*** Text excerpt Section Begins ***
The Minutemen had their headquarters in the Berthold Mansion in downtown St. Louis, at the corner of 5th and Pine Streets. Members confronted St. Louis Unionists and maintained surveillance on the Federal Arsenal at the St. Louis riverfront. Members of the organization were wearing the distinctive blue cockade and after collecting weapons organized themselves into provisional companies and engaged in military drill (as did pro-Union activists). Although unofficial military organizations were prohibited by the newly enacted Militia Law, state authorities did not interfere with the activities of the Minutemen. Instead, on February 13, 1861, Brigadier General Daniel M. Frost, Missouri Volunteer Militia (MVM) commander of the 1st (St. Louis) Military District of Missouri, enrolled the Minutemen as companies in a new (pro-secessionist) 2nd Regiment MVM.

Through March and April the members of the Minutemen continued to recruit members, prepare for war, and confront their Unionist opponents in St. Louis. One incident nearly led to bloodshed. In the early morning of March 4, 1861, members of the organization raised "secessionist" flags over the St. Louis Courthouse and their Berthold Mansion headquarters. Although the flag at the courthouse was quickly removed, the flag at Berthold Mansion continued to fly. Pro-Union activists, feeling provoked by the "secessionist" symbol demanded its removal and attempted to enter the building to take it down. The confrontation lead to scuffles and could have escalated to armed violence except for the intervention of the Mayor and several prominent St. Louis Unionists. The "secessionist" flag would continue to fly through May.
*** Text excerpt Section Ends ***
*** Record excerpts Section Begins ***
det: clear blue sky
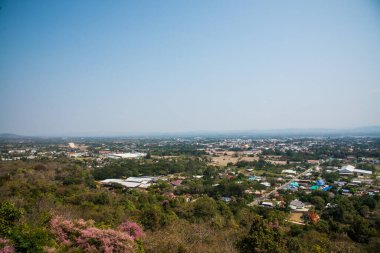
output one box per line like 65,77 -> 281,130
0,0 -> 380,135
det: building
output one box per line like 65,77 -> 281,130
289,199 -> 305,210
107,153 -> 146,159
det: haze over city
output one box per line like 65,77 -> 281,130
0,1 -> 380,135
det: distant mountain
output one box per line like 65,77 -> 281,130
0,133 -> 26,139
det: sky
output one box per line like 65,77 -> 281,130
0,0 -> 380,136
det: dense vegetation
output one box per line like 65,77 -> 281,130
0,157 -> 380,252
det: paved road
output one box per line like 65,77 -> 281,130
248,165 -> 319,206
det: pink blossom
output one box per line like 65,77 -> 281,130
118,221 -> 143,240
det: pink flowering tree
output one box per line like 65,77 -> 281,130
50,216 -> 143,253
0,238 -> 15,253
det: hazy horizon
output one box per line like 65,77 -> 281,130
0,0 -> 380,136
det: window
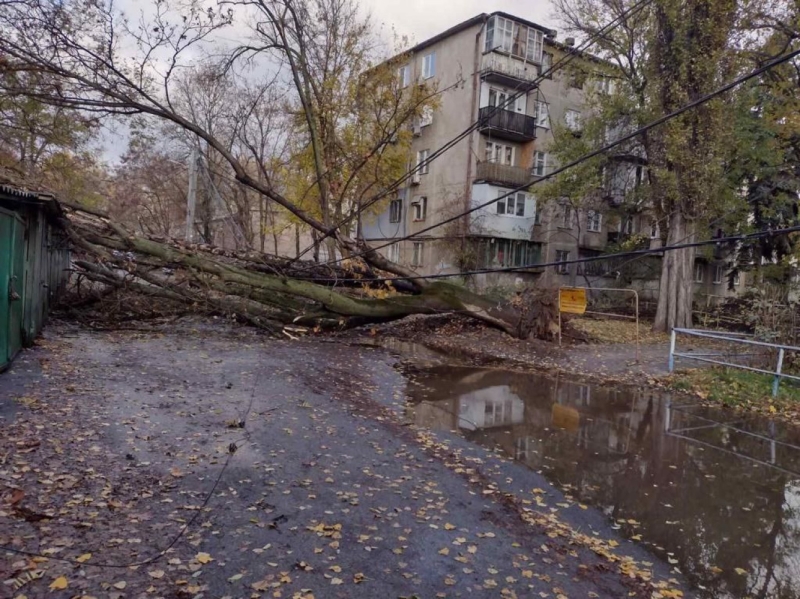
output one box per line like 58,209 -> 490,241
564,109 -> 581,131
561,204 -> 572,229
533,152 -> 547,177
483,399 -> 514,426
411,196 -> 428,220
556,250 -> 569,275
485,17 -> 514,53
417,150 -> 430,175
386,243 -> 400,262
650,220 -> 661,239
568,71 -> 586,89
525,28 -> 544,62
586,210 -> 603,233
422,52 -> 436,79
477,238 -> 542,268
600,77 -> 617,95
495,191 -> 528,216
485,141 -> 514,166
397,65 -> 411,87
539,52 -> 553,79
484,16 -> 544,63
419,106 -> 433,127
694,262 -> 704,283
389,199 -> 403,223
533,102 -> 550,128
489,87 -> 525,112
411,241 -> 425,266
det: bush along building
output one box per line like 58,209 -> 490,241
361,12 -> 742,304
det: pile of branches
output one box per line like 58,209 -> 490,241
63,205 -> 552,338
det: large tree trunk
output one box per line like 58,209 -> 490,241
64,206 -> 532,338
653,211 -> 696,333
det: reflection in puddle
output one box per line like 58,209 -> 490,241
409,366 -> 800,599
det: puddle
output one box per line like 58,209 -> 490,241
409,366 -> 800,599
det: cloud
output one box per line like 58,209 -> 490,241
360,0 -> 557,43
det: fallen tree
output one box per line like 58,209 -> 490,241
63,206 -> 552,338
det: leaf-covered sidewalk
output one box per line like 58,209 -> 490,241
0,323 -> 685,598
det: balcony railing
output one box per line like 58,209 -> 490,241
479,106 -> 536,142
475,162 -> 531,187
482,52 -> 539,86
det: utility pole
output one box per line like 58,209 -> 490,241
186,146 -> 197,243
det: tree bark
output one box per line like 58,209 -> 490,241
65,207 -> 530,338
653,211 -> 697,333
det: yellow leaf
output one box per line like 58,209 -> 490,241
50,576 -> 69,591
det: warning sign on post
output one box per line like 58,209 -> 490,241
558,287 -> 586,314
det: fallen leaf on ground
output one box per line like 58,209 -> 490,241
49,576 -> 69,591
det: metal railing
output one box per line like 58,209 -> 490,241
478,106 -> 536,140
669,328 -> 800,397
475,160 -> 531,187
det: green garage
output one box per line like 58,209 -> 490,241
0,171 -> 69,371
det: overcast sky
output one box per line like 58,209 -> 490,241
360,0 -> 557,43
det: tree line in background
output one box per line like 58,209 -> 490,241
0,0 -> 800,335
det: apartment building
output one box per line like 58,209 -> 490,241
362,12 -> 752,302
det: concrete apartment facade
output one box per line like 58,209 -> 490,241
362,12 -> 744,304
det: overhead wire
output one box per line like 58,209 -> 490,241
310,44 -> 800,278
295,0 -> 654,264
290,225 -> 800,283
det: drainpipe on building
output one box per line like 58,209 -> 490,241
461,16 -> 488,262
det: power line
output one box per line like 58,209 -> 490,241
295,0 -> 653,264
326,49 -> 800,270
301,225 -> 800,283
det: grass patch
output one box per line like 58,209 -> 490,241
670,367 -> 800,414
569,318 -> 669,345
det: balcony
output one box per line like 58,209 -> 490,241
478,106 -> 536,142
481,52 -> 539,87
475,162 -> 531,187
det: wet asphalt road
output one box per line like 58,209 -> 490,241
0,327 -> 689,598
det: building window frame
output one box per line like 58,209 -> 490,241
417,149 -> 431,175
397,64 -> 411,89
411,196 -> 428,221
495,190 -> 528,218
714,264 -> 725,285
533,150 -> 547,177
694,262 -> 706,283
556,250 -> 570,275
411,241 -> 425,268
533,100 -> 550,129
422,52 -> 436,80
586,210 -> 603,233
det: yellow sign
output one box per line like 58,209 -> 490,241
558,287 -> 586,314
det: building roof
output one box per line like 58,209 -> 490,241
409,11 -> 556,52
0,166 -> 62,214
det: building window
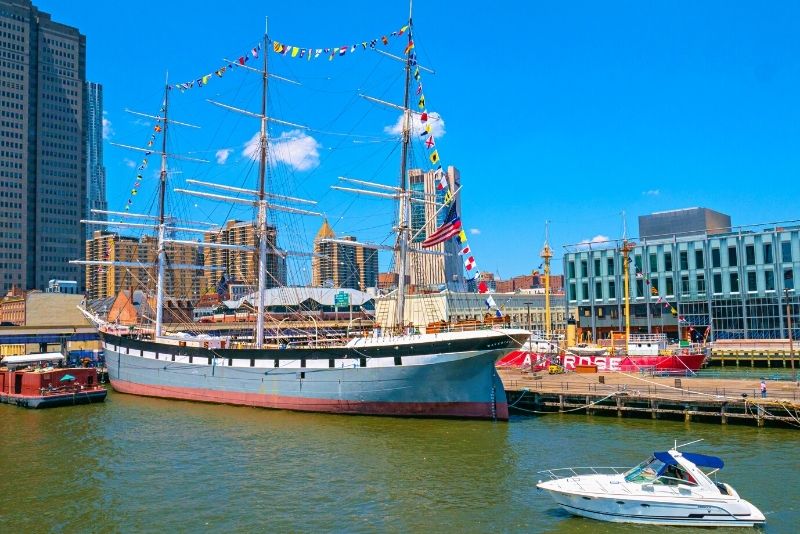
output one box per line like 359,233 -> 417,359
744,245 -> 756,265
747,271 -> 758,293
728,247 -> 738,267
731,273 -> 739,293
764,269 -> 775,291
781,241 -> 792,262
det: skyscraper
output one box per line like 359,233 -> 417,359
85,82 -> 108,239
311,220 -> 378,291
0,0 -> 86,290
203,220 -> 286,290
86,230 -> 203,300
408,166 -> 464,290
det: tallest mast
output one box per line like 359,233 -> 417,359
156,82 -> 169,338
396,0 -> 413,330
256,18 -> 269,349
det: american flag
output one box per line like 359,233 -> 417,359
422,203 -> 461,248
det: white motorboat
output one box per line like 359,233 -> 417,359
537,446 -> 766,527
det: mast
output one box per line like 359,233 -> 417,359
541,221 -> 553,339
256,18 -> 269,349
154,75 -> 169,338
395,0 -> 413,331
621,239 -> 633,349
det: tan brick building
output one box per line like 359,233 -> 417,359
86,230 -> 202,300
202,220 -> 286,292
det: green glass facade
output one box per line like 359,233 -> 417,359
564,226 -> 800,340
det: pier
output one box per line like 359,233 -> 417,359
499,369 -> 800,428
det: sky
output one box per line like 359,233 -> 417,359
35,0 -> 800,279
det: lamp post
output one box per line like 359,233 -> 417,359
783,287 -> 797,382
523,302 -> 533,332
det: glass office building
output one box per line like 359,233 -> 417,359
564,222 -> 800,341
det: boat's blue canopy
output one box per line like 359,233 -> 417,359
653,452 -> 725,469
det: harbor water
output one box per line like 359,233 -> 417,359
0,392 -> 800,533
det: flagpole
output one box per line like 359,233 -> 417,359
256,17 -> 269,349
156,76 -> 169,340
395,0 -> 413,332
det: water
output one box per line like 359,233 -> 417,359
0,393 -> 800,534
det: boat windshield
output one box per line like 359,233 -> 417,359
623,456 -> 666,484
624,457 -> 697,486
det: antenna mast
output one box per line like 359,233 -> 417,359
153,78 -> 169,339
395,1 -> 413,331
541,221 -> 553,339
256,17 -> 269,349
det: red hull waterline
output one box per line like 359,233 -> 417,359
111,380 -> 508,421
497,351 -> 705,372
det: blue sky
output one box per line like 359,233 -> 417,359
36,0 -> 800,278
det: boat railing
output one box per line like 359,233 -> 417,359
539,467 -> 630,480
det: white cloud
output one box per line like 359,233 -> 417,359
383,112 -> 447,139
103,111 -> 114,139
216,148 -> 233,165
578,234 -> 613,249
242,130 -> 322,171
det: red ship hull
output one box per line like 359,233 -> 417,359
497,350 -> 705,372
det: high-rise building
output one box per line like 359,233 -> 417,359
564,213 -> 800,340
311,220 -> 378,291
85,82 -> 108,239
86,230 -> 203,300
0,0 -> 86,290
408,166 -> 464,290
203,220 -> 286,290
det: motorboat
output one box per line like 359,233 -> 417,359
536,445 -> 766,527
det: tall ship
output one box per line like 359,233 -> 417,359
76,7 -> 528,420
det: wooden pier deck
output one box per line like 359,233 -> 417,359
499,369 -> 800,428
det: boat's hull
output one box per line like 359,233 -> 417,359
0,388 -> 108,408
548,490 -> 765,527
497,350 -> 705,372
104,335 -> 510,420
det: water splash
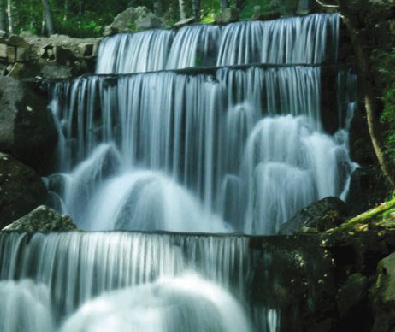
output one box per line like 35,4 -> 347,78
0,280 -> 55,332
61,275 -> 250,332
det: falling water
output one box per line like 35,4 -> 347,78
48,66 -> 352,234
97,14 -> 339,73
0,14 -> 356,332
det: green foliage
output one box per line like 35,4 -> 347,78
240,0 -> 271,19
2,0 -> 304,37
374,49 -> 395,164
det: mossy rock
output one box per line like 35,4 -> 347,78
3,205 -> 77,232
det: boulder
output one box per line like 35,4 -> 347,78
104,7 -> 150,36
251,234 -> 336,332
336,273 -> 368,317
174,17 -> 196,28
0,153 -> 47,229
3,205 -> 78,232
215,8 -> 239,24
135,13 -> 164,31
0,77 -> 57,171
371,252 -> 395,332
280,197 -> 348,234
251,6 -> 280,20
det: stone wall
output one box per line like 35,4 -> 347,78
0,34 -> 100,79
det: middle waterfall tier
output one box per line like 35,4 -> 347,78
49,67 -> 353,234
*** Record excerpts Section Ends ***
- [Tasks for this exercise]
1. In the passage on the St. Louis Minutemen, where was the group's headquarters?
2. Extend the passage on the St. Louis Minutemen, starting after its final sentence.

- [Exercise results]
1. The Berthold Mansion in downtown St. Louis, at the corner of 5th and Pine Streets.

2.
==Camp Jackson Incident==
In April 1861 Governor Claiborne Fox Jackson announced a statewide militia muster for early May. On May 3 members of the Minutemen mustered at "Camp Jackson" (at Lindell's Grove on the outskirts of St. Louis) as the 2nd Regiment, Missouri Volunteer Militia under the command of Lt. Col John S. Bowen. Many St. Louisans, including members of the Minutmen organization, believed that the muster had been called to facilitate an attack on the St. Louis Arsenal.

On May 8, 1861 a shipment of artillery, small arms, and ammunition arrived from the Confederate Government (from the former U.S. Arsenal at Baton Rouge) and was transferred by the Missouri Militiamen to Camp Jackson. The acting Commander of the Federal Army's Western Department, Captain Nathaniel Lyon, verified the presence of the captured Federal ordnance at the militia camp. This, along with the enlistment of Minutemen and other acts, caused Lyon to decide that he had sufficient evidence of seditious intent by General Frost and his command. On May 10, Lyon marched a mixed force of U.S. Regulars and enrolled Missouri Volunteers to Camp Jackson and arrested the Militia without a shot being fired. However, as Lyon attempted to march the militiamen back to the Arsenal his force was confronted by angry citizens. In the rioting which ensued, 28 people were killed and more than 100 were injured, mostly civilians.

==Aftermath==
In the immediate aftermath the Minutemen headquarters in the Berthold Mansion was searched and shuttered by Federal forces. The Minutemen who had been captured at Camp Jackson (about 50% of the militiamen had escaped the Federal forces) were briefly detained at the St. Louis Arsenal. All members gave their oath not to take up arms against the Federal Government until paroled, and were released on May 11, 1861.

After being released some Minutemen abandoned the militant cause. Others, considering their arrest illegal and their parole oath not binding, immediately joined the secessionist Missouri State Guard or went south to join the Confederate States Army. A third group remained in St. Louis as captured soldiers on parole, until exchanged for Federal troops captured at the Battle of Lexington (Missouri). These troops were then transported down the Mississippi by steamer where they enlisted in the southern forces.

Many of the Minutemen went on to significant success in the Confederate Army. Basil W. Duke succeeded to the command of John Hunt Morgan's cavalry after Morgan's death and was promoted to Brigadier General. Colton Greene was promoted to Colonel in the Confederate Army and commanded a brigade in the Trans-Mississippi Theater.